**EXERCISE DIRECTIONS:**
Update the data below by changing every "JSON array" to "JSON list" and leaving all other text the same.

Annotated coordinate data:
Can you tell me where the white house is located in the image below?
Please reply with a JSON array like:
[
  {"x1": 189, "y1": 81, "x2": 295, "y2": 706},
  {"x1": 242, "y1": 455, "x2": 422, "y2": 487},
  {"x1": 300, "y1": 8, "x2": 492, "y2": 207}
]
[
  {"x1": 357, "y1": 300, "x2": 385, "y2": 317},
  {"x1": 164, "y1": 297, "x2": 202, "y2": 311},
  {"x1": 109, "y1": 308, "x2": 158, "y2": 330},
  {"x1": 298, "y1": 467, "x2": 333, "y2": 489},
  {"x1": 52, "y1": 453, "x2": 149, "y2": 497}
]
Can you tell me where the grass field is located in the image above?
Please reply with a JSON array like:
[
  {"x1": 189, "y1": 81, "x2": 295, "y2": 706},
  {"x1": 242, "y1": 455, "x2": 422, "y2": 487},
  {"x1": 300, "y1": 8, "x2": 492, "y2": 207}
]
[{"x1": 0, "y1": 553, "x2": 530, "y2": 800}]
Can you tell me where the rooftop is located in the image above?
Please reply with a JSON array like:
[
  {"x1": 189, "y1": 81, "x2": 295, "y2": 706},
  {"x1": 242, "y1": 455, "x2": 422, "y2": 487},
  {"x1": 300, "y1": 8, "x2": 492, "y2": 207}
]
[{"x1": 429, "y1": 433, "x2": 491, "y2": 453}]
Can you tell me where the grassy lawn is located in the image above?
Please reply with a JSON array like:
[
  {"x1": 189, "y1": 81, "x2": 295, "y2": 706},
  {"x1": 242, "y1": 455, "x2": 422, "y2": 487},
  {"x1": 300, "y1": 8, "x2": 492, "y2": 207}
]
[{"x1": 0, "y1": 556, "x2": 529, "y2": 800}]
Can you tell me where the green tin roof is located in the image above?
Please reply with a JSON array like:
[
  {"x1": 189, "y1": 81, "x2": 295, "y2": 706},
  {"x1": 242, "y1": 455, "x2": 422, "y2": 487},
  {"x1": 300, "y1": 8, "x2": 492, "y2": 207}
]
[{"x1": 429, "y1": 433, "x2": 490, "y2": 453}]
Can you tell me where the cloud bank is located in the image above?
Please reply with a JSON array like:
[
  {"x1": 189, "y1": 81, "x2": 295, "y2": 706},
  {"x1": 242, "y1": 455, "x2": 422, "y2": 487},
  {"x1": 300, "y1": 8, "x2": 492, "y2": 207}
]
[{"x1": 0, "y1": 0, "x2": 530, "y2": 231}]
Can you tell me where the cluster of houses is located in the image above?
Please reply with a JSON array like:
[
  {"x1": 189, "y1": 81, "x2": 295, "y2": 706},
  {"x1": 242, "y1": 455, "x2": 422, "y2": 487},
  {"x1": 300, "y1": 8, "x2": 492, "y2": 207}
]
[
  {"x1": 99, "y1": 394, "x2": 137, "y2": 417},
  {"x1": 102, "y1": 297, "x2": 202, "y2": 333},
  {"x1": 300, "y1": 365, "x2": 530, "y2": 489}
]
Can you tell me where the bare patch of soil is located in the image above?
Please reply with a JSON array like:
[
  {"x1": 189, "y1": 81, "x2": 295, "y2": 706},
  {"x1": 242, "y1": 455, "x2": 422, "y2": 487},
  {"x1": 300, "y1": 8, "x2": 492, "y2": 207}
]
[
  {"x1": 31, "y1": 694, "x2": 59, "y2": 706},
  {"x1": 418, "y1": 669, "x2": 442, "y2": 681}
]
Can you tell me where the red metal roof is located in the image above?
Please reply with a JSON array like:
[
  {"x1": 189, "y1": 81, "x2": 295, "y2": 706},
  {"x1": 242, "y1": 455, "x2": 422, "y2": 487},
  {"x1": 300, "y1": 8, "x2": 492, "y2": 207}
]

**COMPLETE RESPONSE:**
Can you tell me where the white house is located in the image below?
Please reply with a JSON list like:
[
  {"x1": 189, "y1": 81, "x2": 295, "y2": 706},
  {"x1": 242, "y1": 455, "x2": 422, "y2": 487},
  {"x1": 300, "y1": 8, "x2": 492, "y2": 207}
]
[
  {"x1": 357, "y1": 300, "x2": 385, "y2": 317},
  {"x1": 164, "y1": 297, "x2": 202, "y2": 311},
  {"x1": 109, "y1": 308, "x2": 158, "y2": 330},
  {"x1": 298, "y1": 467, "x2": 333, "y2": 489},
  {"x1": 52, "y1": 453, "x2": 149, "y2": 497}
]
Can you tell me where the grass field is located in the image above?
Please reply with a JSON list like:
[
  {"x1": 189, "y1": 81, "x2": 295, "y2": 706},
  {"x1": 242, "y1": 455, "x2": 422, "y2": 487},
  {"x1": 300, "y1": 8, "x2": 492, "y2": 207}
]
[{"x1": 0, "y1": 553, "x2": 530, "y2": 800}]
Can you tell me where the rooftop is located in the image above?
Please reply with a JSON list like:
[
  {"x1": 189, "y1": 81, "x2": 295, "y2": 706},
  {"x1": 242, "y1": 455, "x2": 422, "y2": 487},
  {"x1": 300, "y1": 8, "x2": 492, "y2": 207}
]
[{"x1": 429, "y1": 433, "x2": 491, "y2": 453}]
Can you tell me where the grassy lawn is located in the image above?
Please reply with a JSON list like:
[
  {"x1": 189, "y1": 81, "x2": 295, "y2": 706},
  {"x1": 242, "y1": 455, "x2": 422, "y2": 487},
  {"x1": 300, "y1": 8, "x2": 492, "y2": 207}
]
[{"x1": 0, "y1": 556, "x2": 529, "y2": 800}]
Can you tell me where the green tin roof is located in the image above?
Please reply with a JSON list like:
[
  {"x1": 189, "y1": 81, "x2": 295, "y2": 706},
  {"x1": 242, "y1": 455, "x2": 422, "y2": 487},
  {"x1": 300, "y1": 8, "x2": 492, "y2": 207}
]
[{"x1": 429, "y1": 433, "x2": 490, "y2": 453}]
Can you tell me where the cloud bank is located in the image above?
Please reply with a JSON list like:
[
  {"x1": 189, "y1": 81, "x2": 295, "y2": 706},
  {"x1": 242, "y1": 455, "x2": 422, "y2": 487},
  {"x1": 300, "y1": 8, "x2": 492, "y2": 207}
]
[{"x1": 0, "y1": 0, "x2": 530, "y2": 231}]
Can you tell me where the cluster of houses is located in the image above?
Please reply with a JSON list like:
[
  {"x1": 189, "y1": 81, "x2": 295, "y2": 706},
  {"x1": 242, "y1": 455, "x2": 422, "y2": 487},
  {"x1": 300, "y1": 8, "x2": 492, "y2": 207}
]
[
  {"x1": 99, "y1": 394, "x2": 137, "y2": 417},
  {"x1": 102, "y1": 297, "x2": 202, "y2": 333},
  {"x1": 300, "y1": 365, "x2": 530, "y2": 489}
]
Can you tell me where the bare patch of soil is located in the image above?
Please reply with a JSON list like:
[
  {"x1": 189, "y1": 81, "x2": 295, "y2": 706},
  {"x1": 242, "y1": 455, "x2": 422, "y2": 487},
  {"x1": 300, "y1": 8, "x2": 492, "y2": 207}
]
[
  {"x1": 31, "y1": 694, "x2": 59, "y2": 706},
  {"x1": 418, "y1": 669, "x2": 442, "y2": 681}
]
Can you tell me where the red metal roof is located in the image above?
Please reply with a JSON list like:
[
  {"x1": 189, "y1": 81, "x2": 295, "y2": 706},
  {"x1": 242, "y1": 455, "x2": 422, "y2": 487},
  {"x1": 300, "y1": 8, "x2": 492, "y2": 207}
]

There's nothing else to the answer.